Coordinate annotation records:
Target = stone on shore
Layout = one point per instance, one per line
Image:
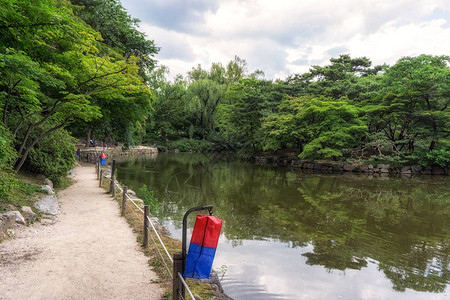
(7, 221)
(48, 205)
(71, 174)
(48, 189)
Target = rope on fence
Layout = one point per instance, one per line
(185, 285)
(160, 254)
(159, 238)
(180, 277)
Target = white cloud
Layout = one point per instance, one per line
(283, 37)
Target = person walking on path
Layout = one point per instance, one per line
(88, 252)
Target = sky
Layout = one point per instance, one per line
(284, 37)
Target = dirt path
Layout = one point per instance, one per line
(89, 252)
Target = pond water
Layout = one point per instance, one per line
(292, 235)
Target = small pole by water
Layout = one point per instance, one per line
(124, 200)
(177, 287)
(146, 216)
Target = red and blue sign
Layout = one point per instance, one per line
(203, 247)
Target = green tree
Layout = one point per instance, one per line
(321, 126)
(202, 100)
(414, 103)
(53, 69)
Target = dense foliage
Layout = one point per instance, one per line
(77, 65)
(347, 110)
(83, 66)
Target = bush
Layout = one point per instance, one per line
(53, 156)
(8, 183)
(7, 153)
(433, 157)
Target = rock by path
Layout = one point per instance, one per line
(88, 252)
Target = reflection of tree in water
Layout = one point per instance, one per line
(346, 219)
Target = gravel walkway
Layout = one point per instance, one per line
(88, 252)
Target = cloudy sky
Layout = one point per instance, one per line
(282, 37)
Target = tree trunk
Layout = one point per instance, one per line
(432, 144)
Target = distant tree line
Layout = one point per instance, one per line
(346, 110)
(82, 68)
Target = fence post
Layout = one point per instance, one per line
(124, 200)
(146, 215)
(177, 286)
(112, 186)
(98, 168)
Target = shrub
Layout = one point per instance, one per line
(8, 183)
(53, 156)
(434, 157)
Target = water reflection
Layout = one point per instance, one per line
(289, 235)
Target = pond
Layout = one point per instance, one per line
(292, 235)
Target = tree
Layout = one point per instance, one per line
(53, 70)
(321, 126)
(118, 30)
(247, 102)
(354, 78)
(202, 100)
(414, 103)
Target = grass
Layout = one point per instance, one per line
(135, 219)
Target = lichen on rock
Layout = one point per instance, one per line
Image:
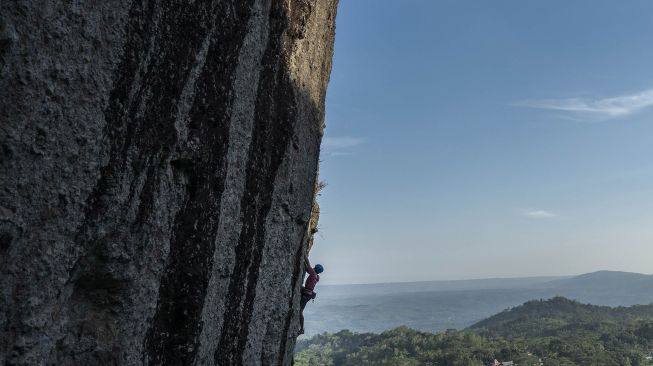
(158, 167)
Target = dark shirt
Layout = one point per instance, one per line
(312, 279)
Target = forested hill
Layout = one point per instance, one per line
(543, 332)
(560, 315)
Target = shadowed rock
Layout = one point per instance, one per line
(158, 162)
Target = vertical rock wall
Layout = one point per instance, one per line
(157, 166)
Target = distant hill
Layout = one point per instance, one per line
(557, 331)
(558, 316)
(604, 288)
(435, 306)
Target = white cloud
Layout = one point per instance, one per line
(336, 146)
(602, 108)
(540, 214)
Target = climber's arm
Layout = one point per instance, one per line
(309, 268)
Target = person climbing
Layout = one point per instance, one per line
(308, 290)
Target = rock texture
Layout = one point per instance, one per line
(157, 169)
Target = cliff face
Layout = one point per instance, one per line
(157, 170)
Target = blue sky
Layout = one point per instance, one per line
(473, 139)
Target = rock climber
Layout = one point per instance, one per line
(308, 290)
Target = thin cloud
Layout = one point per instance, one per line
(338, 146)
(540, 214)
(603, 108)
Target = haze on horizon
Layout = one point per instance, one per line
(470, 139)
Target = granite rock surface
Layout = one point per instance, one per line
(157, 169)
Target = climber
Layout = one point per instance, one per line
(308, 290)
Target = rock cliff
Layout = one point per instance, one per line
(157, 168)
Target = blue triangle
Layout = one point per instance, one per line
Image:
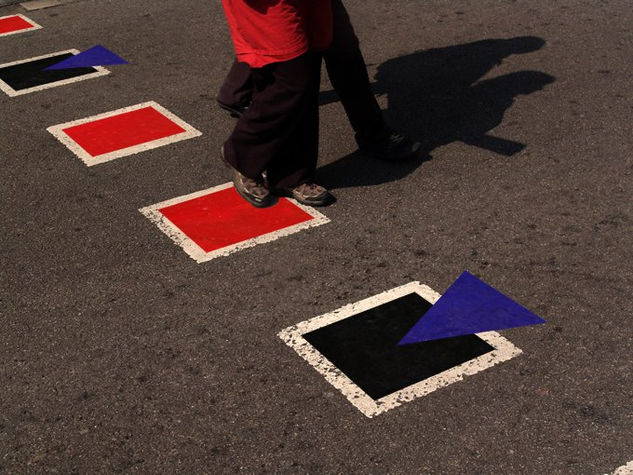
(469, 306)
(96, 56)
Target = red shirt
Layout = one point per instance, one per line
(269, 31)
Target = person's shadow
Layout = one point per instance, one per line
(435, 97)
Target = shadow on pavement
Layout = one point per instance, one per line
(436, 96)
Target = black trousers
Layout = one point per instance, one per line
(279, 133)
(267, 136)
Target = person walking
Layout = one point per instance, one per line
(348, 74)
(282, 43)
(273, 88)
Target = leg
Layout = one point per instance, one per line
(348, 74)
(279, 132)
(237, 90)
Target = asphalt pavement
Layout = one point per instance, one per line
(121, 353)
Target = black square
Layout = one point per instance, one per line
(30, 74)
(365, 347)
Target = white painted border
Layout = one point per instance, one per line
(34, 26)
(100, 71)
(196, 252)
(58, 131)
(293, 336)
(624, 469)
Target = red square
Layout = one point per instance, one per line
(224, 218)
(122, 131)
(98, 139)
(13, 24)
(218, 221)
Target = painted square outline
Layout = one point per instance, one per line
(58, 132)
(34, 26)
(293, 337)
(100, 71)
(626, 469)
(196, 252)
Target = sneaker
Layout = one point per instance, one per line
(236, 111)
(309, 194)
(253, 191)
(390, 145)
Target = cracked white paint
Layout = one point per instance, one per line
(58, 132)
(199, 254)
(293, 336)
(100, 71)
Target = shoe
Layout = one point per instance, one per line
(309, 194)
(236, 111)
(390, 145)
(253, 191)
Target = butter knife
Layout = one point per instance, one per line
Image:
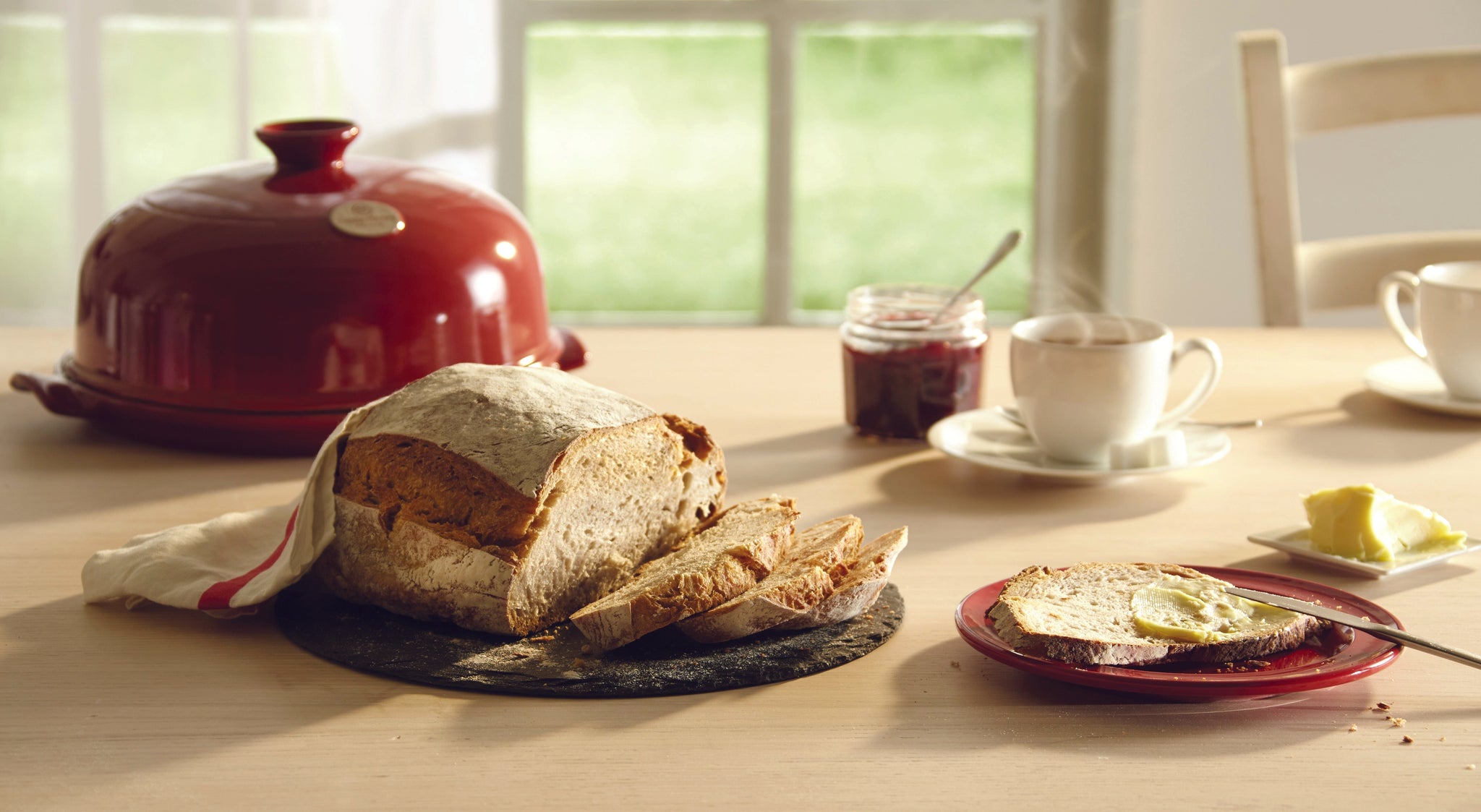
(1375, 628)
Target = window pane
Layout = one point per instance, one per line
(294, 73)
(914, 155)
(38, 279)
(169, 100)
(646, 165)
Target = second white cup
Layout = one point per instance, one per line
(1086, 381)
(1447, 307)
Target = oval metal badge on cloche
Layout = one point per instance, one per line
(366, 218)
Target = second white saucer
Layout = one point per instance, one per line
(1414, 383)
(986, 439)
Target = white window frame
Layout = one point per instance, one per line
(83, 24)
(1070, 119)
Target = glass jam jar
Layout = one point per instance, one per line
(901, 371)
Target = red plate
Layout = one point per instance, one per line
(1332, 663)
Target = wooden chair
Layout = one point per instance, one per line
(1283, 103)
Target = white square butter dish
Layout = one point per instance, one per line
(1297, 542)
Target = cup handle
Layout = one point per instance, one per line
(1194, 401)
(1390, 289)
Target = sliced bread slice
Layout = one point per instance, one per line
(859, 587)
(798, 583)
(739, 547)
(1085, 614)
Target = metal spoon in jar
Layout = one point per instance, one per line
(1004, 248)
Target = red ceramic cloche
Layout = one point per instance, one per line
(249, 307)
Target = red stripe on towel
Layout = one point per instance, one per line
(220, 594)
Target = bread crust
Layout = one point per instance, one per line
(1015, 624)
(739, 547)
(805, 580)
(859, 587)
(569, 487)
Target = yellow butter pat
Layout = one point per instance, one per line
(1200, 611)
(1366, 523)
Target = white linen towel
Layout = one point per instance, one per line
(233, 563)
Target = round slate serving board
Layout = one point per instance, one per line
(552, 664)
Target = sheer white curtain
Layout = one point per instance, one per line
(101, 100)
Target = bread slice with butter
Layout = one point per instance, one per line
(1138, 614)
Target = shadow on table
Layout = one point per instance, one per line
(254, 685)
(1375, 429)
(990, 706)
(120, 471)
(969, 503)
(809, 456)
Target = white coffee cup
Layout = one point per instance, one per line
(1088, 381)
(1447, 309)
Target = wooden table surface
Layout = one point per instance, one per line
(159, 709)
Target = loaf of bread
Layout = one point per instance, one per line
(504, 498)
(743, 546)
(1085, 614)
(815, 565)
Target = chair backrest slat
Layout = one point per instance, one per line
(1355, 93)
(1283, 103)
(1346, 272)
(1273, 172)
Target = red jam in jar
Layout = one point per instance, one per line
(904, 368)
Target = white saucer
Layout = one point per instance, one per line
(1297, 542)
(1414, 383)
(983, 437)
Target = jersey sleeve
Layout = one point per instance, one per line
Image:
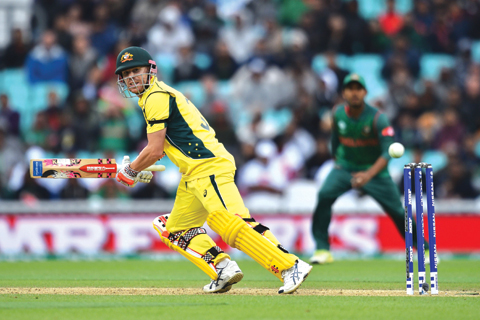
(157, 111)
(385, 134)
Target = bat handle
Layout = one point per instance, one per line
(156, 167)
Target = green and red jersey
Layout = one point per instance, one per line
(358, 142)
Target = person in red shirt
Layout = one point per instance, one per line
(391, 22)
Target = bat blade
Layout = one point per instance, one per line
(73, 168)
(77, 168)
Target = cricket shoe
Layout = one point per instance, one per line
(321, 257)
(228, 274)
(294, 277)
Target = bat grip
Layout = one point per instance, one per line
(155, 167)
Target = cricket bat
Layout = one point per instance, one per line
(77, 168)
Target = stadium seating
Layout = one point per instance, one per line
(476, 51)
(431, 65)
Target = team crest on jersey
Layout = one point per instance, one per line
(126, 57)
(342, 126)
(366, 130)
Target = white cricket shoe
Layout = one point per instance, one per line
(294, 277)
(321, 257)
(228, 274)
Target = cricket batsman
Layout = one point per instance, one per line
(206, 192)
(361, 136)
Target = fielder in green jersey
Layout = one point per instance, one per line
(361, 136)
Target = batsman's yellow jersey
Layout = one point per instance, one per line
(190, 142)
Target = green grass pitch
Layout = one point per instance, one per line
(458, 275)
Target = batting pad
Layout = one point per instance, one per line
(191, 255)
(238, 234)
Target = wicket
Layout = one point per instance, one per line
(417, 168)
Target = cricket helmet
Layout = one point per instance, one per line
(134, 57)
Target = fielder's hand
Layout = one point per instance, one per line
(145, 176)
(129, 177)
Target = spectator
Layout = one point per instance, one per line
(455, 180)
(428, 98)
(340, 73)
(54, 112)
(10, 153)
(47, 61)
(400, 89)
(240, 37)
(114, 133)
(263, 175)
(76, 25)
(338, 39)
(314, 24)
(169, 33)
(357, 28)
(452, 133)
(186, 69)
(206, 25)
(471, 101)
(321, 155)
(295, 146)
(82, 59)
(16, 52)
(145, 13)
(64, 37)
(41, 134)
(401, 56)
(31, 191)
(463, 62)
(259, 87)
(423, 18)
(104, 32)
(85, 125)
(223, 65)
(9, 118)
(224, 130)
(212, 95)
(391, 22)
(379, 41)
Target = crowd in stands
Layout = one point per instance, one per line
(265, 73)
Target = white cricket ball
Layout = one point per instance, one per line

TASK TO CARRY OUT:
Include both ends. Return the line holding "Target = cricket helmet" and all lines after it in the records above, exactly as written.

RESULT OF THIS TASK:
Target = cricket helmet
Layout = one point per instance, one per line
(134, 57)
Target = fielder's hand
Layout = one point per instance, one per line
(145, 176)
(129, 177)
Target = spectator
Layout = one point per instance, one per line
(455, 180)
(428, 98)
(340, 73)
(54, 112)
(10, 153)
(47, 61)
(400, 89)
(240, 37)
(114, 133)
(263, 175)
(76, 25)
(338, 39)
(314, 24)
(169, 33)
(357, 28)
(452, 133)
(186, 69)
(206, 25)
(471, 101)
(321, 155)
(295, 146)
(82, 59)
(16, 52)
(145, 13)
(64, 37)
(41, 134)
(401, 56)
(31, 191)
(463, 62)
(259, 87)
(423, 18)
(104, 32)
(85, 125)
(223, 65)
(9, 118)
(224, 130)
(212, 95)
(391, 22)
(379, 41)
Target = crowd in stands
Layout = one point per instance, one per line
(265, 73)
Target = white cricket ball
Layout = one point per instance, one per line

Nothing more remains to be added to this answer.